- _EXTRAIT DU DOCUMENT_:
§ §

Utilité en matière de prévention
Des mesures de sensibilisation bien conçues peuvent contribuer à sensibiliser les usager·ères de la route aux risques de la circulation routière, à influencer positivement leur comportement et à améliorer ainsi la sécurité routière. Leur objectif est non seulement d’améliorer l’effet immédiat sur le comportement, mais aussi de sensibiliser à long terme les usager·ères de la route aux risques et à l’importance d’un comportement sûr dans la circulation routière.
Néanmoins, l’utilité concrète des mesures de sensibilisation à la sécurité routière est difficile à quantifier. Il est plutôt rare que des évaluations soient réalisées ou publiées. En outre, elles ne mesurent souvent que la visibilité de la campagne et du message ou les attitudes et intentions de comportement autodéclarées.
Les changements de comportement réels et leurs effets sur l’accidentalité ne sont quasiment pas étudiés [1], ce qui représente un défi car de nombreux facteurs ont une influence sur l’accidentalité (p. ex. les contrôles de police, les mesures infrastructurelles ou la météo) et les accidents sont des événements rares. Pour déterminer l’effet spécifique d’une mesure de sensibilisation de manière isolée, il faudrait donc recourir à un modèle de groupe contrôle, ce qui est rarement le cas.
Des travaux de synthèse et des méta-analyses internationales concluent toutefois que les campagnes ont des effets positifs sur la sécurité routière. Une méta-analyse portant sur l’efficacité de campagnes de sécurité routière (remontant à quelques années) a révélé une réduction moyenne du nombre d’accidents de 9 % [2]. Les auteur·rices soulignent cependant que ce résultat doit être interprété avec prudence. Les effets varient en effet considérablement et tous les thèmes abordés par les campagnes n’ont pas toujours montré d’effets significatifs. De nombreuses campagnes ont été accompagnées d’un renforcement de l’application de la loi, ce qui s’est révélé plus efficace que des campagnes sans ce renforcement. De plus, la plupart du temps, seuls des effets à court terme ont été mesurés [2].
Parmi les éléments renforçant l’efficacité des campagnes de sensibilisation figurent des actions locales personnalisées [1,2], un fondement scientifique basé sur des théories socio-psychologiques [3], l’identification d’alternatives comportementales claires [1], la combinaison d’éléments émotionnels et rationnels [2] ainsi que la combinaison avec un renforcement de l’application de la loi [2].

§ §

- _DONNÉES DISPONIBLES_:
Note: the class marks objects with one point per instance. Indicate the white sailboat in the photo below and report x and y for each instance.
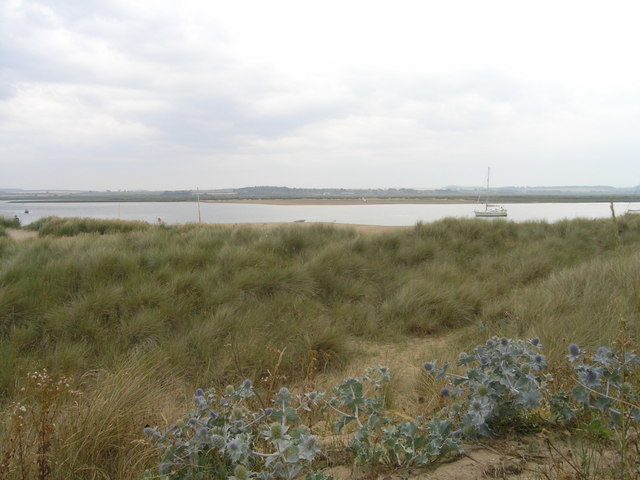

§ §

- _TÂCHES À RÉALISER_:
**a)** Reprenez le passage de l'extrait sur la sensibilisation routière, de « Néanmoins, l’utilité concrète » à « rarement le cas. », en remplaçant « évaluations » par « analyses ».
**b)** Répondez aux questions suivantes à partir de l'extrait sur la sensibilisation routière :
(i) Quelle réduction moyenne du nombre d'accidents la méta-analyse sur l'efficacité des campagnes a-t-elle révélée ?
(ii) À quel modèle faudrait-il recourir pour déterminer de manière isolée l'effet spécifique d'une mesure de sensibilisation ?
(iii) Que mesurent souvent les évaluations ?
**c)** Énumérez tous les éléments qui, selon l'extrait sur la sensibilisation routière, renforcent l'efficacité des campagnes de sensibilisation.

- _SOLUTIONS PAR TÂCHE_:
**a)**
Néanmoins, l’utilité concrète des mesures de sensibilisation à la sécurité routière est difficile à quantifier. Il est plutôt rare que des analyses soient réalisées ou publiées. En outre, elles ne mesurent souvent que la visibilité de la campagne et du message ou les attitudes et intentions de comportement autodéclarées.
Les changements de comportement réels et leurs effets sur l’accidentalité ne sont quasiment pas étudiés [1], ce qui représente un défi car de nombreux facteurs ont une influence sur l’accidentalité (p. ex. les contrôles de police, les mesures infrastructurelles ou la météo) et les accidents sont des événements rares. Pour déterminer l’effet spécifique d’une mesure de sensibilisation de manière isolée, il faudrait donc recourir à un modèle de groupe contrôle, ce qui est rarement le cas.

**b)**
(i) Une réduction moyenne de 9 %.
(ii) À un modèle de groupe contrôle.
(iii) La visibilité de la campagne et du message, ou les attitudes et intentions de comportement autodéclarées.

**c)**
- des actions locales personnalisées
- un fondement scientifique basé sur des théories socio-psychologiques
- l'identification d'alternatives comportementales claires
- la combinaison d'éléments émotionnels et rationnels
- la combinaison avec un renforcement de l'application de la loi